▶ What to do
Below are entries to return in full. Keep each one exact.

*** Block opens ***

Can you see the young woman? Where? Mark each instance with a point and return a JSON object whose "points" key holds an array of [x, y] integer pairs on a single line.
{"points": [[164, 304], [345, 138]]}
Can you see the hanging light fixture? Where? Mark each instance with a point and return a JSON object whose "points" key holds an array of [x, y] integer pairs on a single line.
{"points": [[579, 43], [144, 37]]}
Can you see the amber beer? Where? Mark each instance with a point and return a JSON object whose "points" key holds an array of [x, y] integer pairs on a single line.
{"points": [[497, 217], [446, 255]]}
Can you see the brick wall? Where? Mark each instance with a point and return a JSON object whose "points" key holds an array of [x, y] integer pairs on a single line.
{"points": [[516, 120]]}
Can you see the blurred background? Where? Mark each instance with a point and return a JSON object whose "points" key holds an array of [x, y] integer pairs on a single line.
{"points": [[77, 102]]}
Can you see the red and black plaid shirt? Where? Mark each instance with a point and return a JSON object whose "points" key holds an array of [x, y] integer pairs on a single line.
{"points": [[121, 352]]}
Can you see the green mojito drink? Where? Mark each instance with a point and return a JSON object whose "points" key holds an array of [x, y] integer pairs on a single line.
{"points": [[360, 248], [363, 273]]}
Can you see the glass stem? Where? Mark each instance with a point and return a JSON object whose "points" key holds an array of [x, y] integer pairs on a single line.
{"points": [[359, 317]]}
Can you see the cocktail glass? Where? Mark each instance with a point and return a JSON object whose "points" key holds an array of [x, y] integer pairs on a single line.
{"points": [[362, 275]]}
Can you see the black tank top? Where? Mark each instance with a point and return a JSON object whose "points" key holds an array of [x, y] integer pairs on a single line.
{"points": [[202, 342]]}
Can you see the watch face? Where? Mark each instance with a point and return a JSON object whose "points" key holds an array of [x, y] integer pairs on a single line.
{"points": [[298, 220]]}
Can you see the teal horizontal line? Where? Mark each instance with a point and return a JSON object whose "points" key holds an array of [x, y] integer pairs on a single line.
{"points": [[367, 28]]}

*** Block closes ***

▶ Response area
Can you see the young woman? Where? Mark each instance with a point and return a JSON object whose "points" key holds an array of [x, y] integer pairs on a single line.
{"points": [[164, 304], [345, 138]]}
Can you see the hanging light fixture? Where? Mark each instance with a point and return a JSON object whose "points" key holds an array of [x, y] integer pairs on a single line.
{"points": [[579, 43], [144, 37]]}
Can you see the amber beer? Where? Mark each instance with a point and return a JSON object whose "points" key holds an array of [x, y] integer pairs on a single line.
{"points": [[497, 217], [446, 255]]}
Can you see the brick wall? Where? Mark each instance with a point and return a JSON object whose "points" key holds an array of [x, y] integer pairs on a single line.
{"points": [[516, 120]]}
Can you see the blurred background? Where? Mark each instance with a point and return a JSON object whose "points" key holds an array of [x, y] integer pairs on a single line.
{"points": [[77, 102]]}
Can you see the red and black plaid shirt? Where? Mark each instance with a point and return a JSON object whose "points" key holds an array of [x, y] integer pairs on a single line.
{"points": [[121, 352]]}
Can you see the green mojito drink? Where? Mark each instance with a point and return a JSON object whose "points" key holds an array of [x, y] integer pairs on a single line.
{"points": [[360, 248], [363, 273]]}
Can you see the glass stem? Where? Mark each instance with a point and return a JSON object whose "points" key holds an array of [x, y] integer pairs on a single line.
{"points": [[359, 317]]}
Can you see the cocktail glass? Where? Mark each instance with a point and return a JSON object whose "points" key holds an array of [x, y] integer pairs on a single line.
{"points": [[362, 275]]}
Can you see the black tank top? Where? Mark each instance with a point and return a JSON object whose "points" key holds an array of [x, y] integer pairs on a single line.
{"points": [[202, 342]]}
Can you see the watch face? Where? Mark each instance with a point and return a JSON object whose "points" key holds an array of [x, y] integer pairs on a single line.
{"points": [[298, 220]]}
Can you see the teal horizontal line? Where? Mark each instance with a point and return a JSON object whose "points" key holds an array of [x, y] integer pairs on a single line.
{"points": [[367, 28]]}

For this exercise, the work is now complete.